### WHAT THE TASK ASKS
In the items below, swap every "segmentation" for "outline" and write them out again with nothing else altered.

Records:
▼
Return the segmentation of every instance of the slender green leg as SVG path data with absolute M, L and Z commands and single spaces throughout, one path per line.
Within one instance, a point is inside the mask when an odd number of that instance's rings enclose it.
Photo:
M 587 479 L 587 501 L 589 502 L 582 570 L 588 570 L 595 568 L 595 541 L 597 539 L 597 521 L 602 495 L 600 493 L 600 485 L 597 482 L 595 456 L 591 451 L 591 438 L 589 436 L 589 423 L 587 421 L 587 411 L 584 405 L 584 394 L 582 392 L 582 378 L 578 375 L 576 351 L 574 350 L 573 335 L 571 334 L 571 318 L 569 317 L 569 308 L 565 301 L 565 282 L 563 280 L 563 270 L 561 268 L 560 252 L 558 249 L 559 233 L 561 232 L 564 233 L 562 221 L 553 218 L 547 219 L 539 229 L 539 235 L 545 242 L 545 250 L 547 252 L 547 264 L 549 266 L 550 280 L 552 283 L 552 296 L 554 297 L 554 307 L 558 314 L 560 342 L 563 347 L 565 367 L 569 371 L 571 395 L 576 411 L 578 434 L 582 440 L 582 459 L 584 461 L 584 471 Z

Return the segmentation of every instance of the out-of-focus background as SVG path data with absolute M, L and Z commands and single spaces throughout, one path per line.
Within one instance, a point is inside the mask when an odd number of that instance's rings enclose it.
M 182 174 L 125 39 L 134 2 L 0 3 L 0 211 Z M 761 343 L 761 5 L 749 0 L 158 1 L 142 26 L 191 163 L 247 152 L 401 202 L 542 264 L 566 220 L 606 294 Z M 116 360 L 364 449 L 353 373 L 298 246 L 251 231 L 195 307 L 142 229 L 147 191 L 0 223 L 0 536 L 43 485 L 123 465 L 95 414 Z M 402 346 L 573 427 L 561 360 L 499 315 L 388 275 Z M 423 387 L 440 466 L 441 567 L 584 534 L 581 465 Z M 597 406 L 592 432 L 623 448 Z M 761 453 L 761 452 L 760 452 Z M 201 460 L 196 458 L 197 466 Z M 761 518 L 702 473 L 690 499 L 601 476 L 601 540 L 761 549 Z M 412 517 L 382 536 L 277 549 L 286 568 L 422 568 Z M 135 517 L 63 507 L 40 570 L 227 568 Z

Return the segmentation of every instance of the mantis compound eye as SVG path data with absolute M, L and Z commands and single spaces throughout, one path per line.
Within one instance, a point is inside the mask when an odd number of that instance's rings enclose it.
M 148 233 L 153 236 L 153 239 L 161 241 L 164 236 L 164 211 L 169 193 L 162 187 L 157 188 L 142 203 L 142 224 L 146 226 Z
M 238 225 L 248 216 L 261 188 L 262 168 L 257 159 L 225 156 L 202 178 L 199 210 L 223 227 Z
▲
### SOLUTION TO THE EXERCISE
Return the outline of every instance of the slender green leg as SVG path data with absolute M, L and Z commands and single spaces throughout, one path per line.
Within one instance, a point is inside the mask when an odd number of that instance's rings enclose it.
Photo:
M 587 479 L 587 501 L 589 502 L 582 570 L 588 570 L 595 568 L 595 541 L 597 539 L 597 521 L 602 495 L 600 493 L 600 485 L 597 482 L 595 456 L 591 451 L 591 438 L 589 436 L 589 423 L 587 421 L 587 411 L 584 405 L 584 394 L 582 392 L 582 378 L 578 375 L 576 351 L 574 350 L 573 335 L 571 334 L 571 318 L 569 317 L 569 308 L 565 301 L 565 282 L 563 280 L 563 270 L 561 268 L 560 252 L 558 249 L 559 233 L 561 232 L 564 233 L 562 221 L 553 218 L 547 219 L 539 229 L 539 235 L 545 242 L 545 250 L 547 252 L 547 264 L 549 266 L 550 280 L 552 283 L 552 296 L 554 297 L 554 307 L 558 314 L 560 342 L 563 347 L 565 367 L 569 371 L 571 395 L 576 411 L 578 434 L 582 440 L 582 459 L 584 461 L 584 471 Z

Return the outline of every instance of the out-of-focus background as SVG path data with absolute M, L and Z commands and single spaces throughout, one path per line.
Within one instance, a point is inside the mask when an odd number of that instance's rings enclose it.
M 182 174 L 125 39 L 134 2 L 0 3 L 0 211 Z M 761 343 L 761 5 L 749 0 L 158 1 L 142 26 L 191 163 L 247 152 L 401 202 L 542 264 L 566 220 L 606 294 Z M 116 360 L 364 449 L 353 373 L 298 246 L 251 231 L 195 307 L 142 229 L 147 191 L 0 223 L 0 536 L 43 485 L 123 465 L 95 414 Z M 402 346 L 573 427 L 561 360 L 499 315 L 388 275 Z M 423 387 L 440 466 L 441 567 L 584 534 L 581 465 Z M 597 406 L 592 432 L 623 448 Z M 761 453 L 761 452 L 760 452 Z M 201 460 L 196 458 L 197 466 Z M 761 518 L 702 473 L 690 499 L 601 476 L 601 540 L 761 549 Z M 412 517 L 382 536 L 277 549 L 286 568 L 422 568 Z M 135 517 L 63 507 L 40 570 L 227 568 Z

Return the outline of every instance of the mantis compound eye as SVG path data with absolute M, L and Z commands and single spaces throughout, one path per line.
Within one instance, a point is inside the mask when an odd number of that instance's rings enclose it.
M 148 233 L 153 236 L 153 239 L 161 241 L 164 236 L 164 211 L 169 193 L 162 187 L 157 188 L 142 203 L 142 224 L 146 226 Z
M 238 225 L 248 216 L 261 188 L 262 168 L 257 159 L 225 156 L 202 178 L 199 210 L 223 227 Z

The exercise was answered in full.